**OBJECTIVE**
Rewrite the records, starting at the line containing "Field-scouting task: mark every instance of the vertical" and running up to and including their last line, as a Markdown table with the columns Row and Line. Give each line its own numbered row and leave out blank lines.

**EXERCISE MATERIAL**
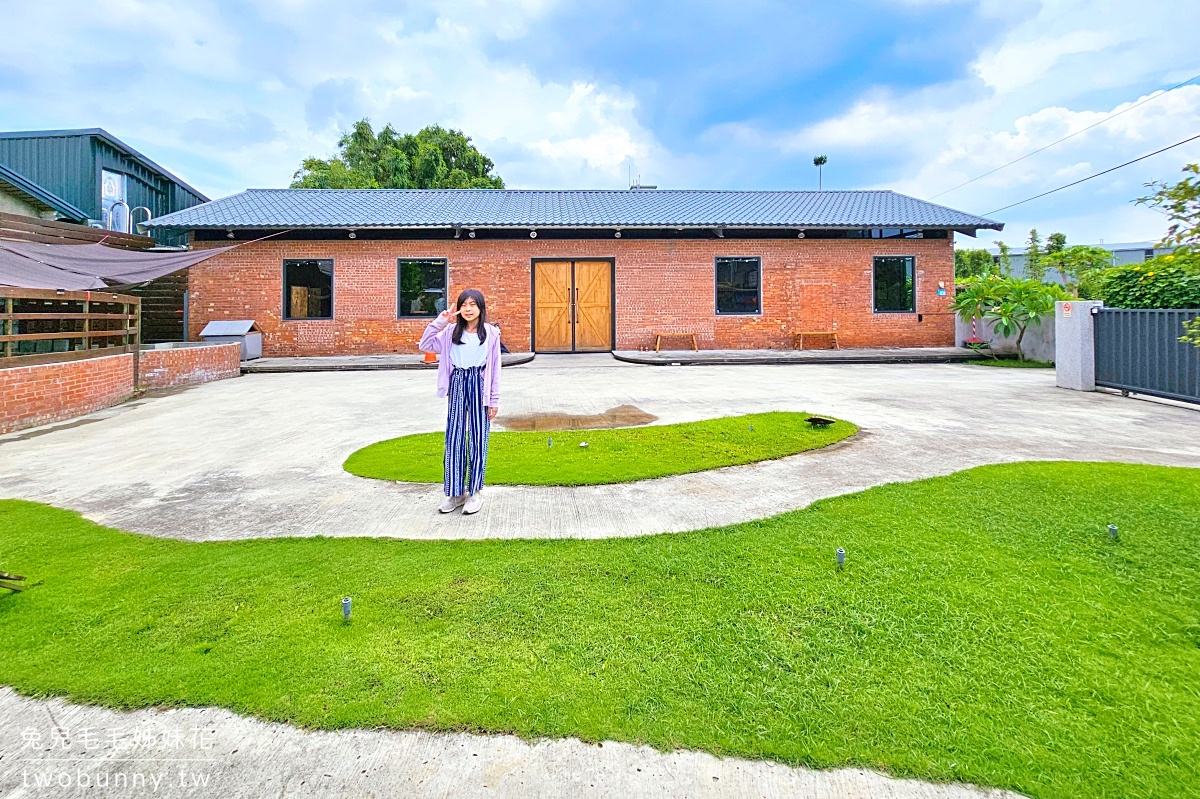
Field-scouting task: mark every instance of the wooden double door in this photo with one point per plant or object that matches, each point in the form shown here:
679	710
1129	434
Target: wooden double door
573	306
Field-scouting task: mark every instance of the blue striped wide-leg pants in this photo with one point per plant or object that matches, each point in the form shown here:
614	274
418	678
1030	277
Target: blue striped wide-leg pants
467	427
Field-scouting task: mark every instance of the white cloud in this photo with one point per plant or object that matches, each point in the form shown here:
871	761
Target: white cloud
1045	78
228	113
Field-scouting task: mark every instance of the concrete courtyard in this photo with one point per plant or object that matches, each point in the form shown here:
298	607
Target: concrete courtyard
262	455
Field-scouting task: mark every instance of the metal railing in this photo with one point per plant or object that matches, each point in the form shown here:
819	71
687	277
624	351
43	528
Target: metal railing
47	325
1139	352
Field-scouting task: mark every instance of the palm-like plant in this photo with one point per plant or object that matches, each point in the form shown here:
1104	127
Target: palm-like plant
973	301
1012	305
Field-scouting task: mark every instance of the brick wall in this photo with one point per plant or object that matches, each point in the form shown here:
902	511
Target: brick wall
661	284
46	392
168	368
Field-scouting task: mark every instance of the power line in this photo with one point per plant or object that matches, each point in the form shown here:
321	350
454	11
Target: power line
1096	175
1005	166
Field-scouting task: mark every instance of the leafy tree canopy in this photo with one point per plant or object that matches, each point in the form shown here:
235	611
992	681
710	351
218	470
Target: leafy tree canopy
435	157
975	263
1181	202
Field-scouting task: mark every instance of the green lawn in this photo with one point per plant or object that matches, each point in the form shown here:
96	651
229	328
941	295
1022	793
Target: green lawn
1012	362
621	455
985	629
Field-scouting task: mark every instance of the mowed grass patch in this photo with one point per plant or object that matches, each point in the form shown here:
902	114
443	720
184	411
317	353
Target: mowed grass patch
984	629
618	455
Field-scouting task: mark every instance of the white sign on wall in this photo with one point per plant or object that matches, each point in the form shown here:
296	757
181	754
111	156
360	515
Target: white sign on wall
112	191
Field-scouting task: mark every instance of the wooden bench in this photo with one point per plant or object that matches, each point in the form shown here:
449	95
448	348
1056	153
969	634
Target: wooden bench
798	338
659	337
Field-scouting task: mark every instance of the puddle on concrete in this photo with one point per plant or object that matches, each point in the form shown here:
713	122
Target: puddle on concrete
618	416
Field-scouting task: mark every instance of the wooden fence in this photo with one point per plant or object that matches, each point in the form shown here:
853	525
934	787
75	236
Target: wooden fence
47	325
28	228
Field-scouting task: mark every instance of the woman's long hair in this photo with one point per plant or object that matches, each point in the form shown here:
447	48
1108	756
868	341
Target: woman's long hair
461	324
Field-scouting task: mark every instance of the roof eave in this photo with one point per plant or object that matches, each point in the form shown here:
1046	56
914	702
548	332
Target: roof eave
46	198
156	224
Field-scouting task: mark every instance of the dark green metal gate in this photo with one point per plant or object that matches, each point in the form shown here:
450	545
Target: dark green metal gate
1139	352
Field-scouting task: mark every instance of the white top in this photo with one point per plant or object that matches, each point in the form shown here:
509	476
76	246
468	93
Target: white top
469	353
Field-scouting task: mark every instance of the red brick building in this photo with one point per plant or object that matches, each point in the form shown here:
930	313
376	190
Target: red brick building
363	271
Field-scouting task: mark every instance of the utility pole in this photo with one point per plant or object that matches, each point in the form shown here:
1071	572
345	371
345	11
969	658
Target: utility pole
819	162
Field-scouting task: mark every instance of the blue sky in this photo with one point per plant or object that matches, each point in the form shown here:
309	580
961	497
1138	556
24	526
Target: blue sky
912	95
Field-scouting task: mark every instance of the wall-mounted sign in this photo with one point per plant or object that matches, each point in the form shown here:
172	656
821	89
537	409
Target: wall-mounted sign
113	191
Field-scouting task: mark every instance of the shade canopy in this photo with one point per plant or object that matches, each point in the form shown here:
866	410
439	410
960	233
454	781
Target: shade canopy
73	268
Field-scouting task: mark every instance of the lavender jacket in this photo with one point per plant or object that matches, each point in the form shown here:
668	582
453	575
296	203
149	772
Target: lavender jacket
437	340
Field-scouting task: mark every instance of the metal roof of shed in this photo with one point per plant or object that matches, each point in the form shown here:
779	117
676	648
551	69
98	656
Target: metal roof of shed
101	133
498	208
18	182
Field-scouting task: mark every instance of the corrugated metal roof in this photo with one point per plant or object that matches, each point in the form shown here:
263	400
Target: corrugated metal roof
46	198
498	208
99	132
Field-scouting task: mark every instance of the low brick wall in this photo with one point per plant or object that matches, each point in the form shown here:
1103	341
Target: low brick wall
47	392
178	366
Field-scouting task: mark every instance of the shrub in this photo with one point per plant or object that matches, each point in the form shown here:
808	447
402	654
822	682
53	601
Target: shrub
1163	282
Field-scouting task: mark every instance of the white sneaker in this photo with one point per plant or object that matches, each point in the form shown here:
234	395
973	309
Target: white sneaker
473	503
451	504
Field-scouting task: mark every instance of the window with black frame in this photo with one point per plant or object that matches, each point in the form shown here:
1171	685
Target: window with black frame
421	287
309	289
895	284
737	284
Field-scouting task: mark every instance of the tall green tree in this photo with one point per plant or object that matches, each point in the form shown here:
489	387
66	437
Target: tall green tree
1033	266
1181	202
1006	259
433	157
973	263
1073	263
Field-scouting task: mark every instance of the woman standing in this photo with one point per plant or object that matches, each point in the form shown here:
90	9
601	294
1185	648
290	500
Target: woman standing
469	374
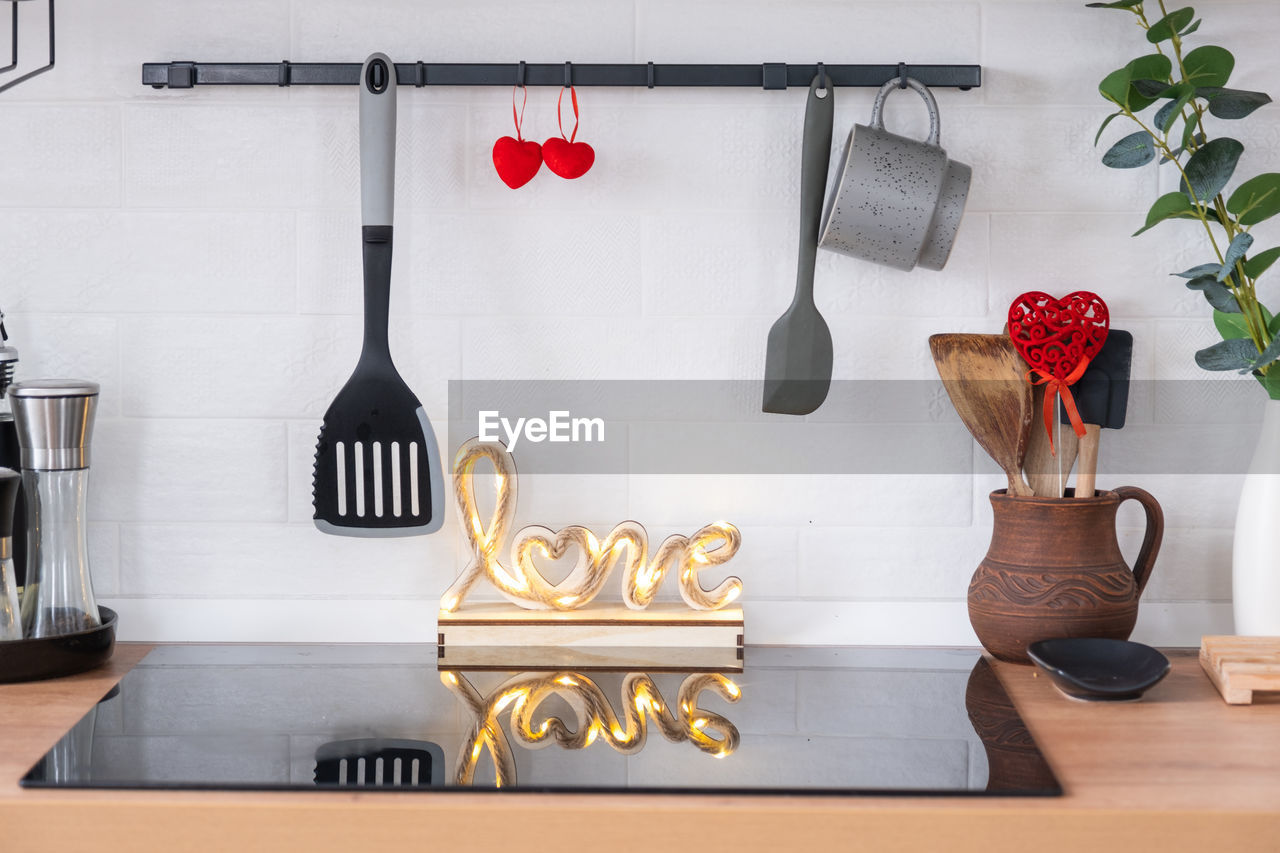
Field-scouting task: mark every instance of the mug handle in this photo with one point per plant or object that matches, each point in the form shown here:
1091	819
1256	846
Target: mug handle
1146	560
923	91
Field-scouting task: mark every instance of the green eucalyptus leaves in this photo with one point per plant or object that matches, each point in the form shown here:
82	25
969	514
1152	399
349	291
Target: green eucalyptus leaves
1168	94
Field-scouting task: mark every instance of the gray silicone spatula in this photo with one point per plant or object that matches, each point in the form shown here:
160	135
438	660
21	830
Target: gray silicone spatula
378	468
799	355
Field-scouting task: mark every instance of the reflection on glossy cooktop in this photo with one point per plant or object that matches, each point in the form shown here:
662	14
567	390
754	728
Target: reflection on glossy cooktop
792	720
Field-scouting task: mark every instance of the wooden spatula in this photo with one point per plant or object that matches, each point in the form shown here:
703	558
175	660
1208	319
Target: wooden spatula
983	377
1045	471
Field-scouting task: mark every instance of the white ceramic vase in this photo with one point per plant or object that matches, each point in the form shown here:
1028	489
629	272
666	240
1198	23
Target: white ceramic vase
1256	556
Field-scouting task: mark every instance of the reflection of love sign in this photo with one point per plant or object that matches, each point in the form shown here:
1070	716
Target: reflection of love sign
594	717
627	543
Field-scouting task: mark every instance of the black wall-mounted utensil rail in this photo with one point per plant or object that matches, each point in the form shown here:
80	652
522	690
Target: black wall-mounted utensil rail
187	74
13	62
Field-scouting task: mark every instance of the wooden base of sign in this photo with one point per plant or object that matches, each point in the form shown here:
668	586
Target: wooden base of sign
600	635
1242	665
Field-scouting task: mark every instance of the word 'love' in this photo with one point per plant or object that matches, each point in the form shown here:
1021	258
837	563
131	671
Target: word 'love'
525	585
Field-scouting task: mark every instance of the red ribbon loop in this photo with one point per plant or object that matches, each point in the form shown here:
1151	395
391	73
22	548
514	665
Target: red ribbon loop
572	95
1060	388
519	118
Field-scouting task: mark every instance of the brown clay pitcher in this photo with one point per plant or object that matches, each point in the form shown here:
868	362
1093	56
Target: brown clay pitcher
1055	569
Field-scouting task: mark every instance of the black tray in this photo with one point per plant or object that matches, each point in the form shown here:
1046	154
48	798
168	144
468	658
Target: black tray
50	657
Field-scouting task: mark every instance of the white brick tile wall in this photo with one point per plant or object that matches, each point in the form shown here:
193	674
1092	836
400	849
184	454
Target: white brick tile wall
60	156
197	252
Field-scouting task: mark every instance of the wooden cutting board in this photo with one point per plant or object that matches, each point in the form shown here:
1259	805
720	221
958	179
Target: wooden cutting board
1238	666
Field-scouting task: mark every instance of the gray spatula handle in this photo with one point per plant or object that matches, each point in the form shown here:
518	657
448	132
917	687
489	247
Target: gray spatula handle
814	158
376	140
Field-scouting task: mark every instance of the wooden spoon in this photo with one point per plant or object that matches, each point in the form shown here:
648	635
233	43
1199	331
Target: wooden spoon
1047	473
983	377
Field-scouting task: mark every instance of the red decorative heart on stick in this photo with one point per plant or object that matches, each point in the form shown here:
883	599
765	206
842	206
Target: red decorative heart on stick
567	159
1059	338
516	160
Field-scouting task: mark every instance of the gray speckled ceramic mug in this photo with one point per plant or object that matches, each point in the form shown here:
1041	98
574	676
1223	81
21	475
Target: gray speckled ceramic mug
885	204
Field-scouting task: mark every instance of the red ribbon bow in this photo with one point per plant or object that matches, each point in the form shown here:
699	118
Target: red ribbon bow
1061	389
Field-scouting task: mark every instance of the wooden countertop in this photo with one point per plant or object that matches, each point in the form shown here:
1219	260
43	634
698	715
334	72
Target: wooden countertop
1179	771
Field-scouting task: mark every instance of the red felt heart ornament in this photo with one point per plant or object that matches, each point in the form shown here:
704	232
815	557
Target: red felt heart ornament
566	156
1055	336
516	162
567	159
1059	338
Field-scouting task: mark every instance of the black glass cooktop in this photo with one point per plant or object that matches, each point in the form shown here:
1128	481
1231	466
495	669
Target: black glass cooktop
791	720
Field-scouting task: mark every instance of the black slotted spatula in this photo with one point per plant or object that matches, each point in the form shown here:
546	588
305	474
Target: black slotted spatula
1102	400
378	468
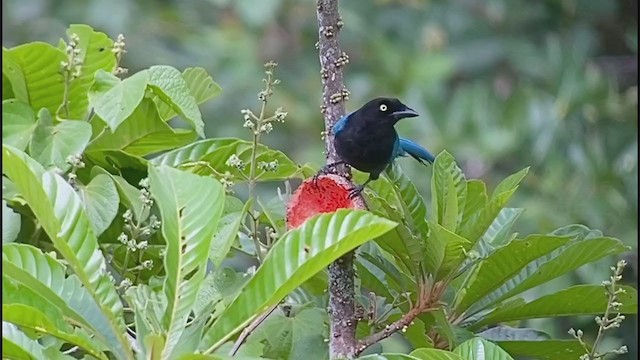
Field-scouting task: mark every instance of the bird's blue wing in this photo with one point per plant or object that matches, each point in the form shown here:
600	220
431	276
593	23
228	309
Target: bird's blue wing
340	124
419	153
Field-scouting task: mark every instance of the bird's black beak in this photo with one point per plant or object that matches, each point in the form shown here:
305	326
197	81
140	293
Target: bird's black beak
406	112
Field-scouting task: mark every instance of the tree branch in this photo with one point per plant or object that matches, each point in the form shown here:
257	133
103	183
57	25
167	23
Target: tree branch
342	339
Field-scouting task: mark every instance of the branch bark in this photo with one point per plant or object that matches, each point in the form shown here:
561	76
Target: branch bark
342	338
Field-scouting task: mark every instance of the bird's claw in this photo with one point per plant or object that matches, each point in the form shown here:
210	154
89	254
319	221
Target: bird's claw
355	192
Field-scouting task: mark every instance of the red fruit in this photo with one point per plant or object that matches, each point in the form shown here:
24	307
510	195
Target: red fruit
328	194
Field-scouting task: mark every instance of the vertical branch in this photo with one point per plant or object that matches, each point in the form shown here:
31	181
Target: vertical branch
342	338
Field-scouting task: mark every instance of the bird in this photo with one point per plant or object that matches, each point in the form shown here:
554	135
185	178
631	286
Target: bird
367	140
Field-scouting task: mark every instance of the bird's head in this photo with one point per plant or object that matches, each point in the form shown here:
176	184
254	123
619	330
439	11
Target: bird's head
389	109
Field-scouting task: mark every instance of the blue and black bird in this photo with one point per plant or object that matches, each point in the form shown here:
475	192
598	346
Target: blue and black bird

**FULL SOLUTION**
| Row | Line |
|---|---|
| 1 | Field-scouting task: mark every instance of the vertical branch in this photo with one point per plant or object that matches, each point in the form shown here: |
| 2 | 31	181 |
| 3 | Target: vertical branch |
| 4 | 342	338 |
| 5 | Field-scouting task: mark every instance of the bird in this photo with one point per plant or object that matches, each point in the form shown here: |
| 6 | 554	135 |
| 7 | 185	178 |
| 8 | 631	286 |
| 9 | Target: bird |
| 10 | 367	140 |
| 11 | Field-scouting task: mark every instance of the bird's head in this photo with one point per plant or object that matches, each point in the form shown here: |
| 12 | 176	184 |
| 13 | 254	123 |
| 14 | 619	330 |
| 15 | 439	11 |
| 16 | Target: bird's head |
| 17 | 389	109 |
| 18 | Field-scouting task: mark every instance of the blue and black bird in this photo with one point per plant or object that matches, each point in the form shown here: |
| 19 | 475	192 |
| 20 | 598	346 |
| 21 | Target: blue and black bird |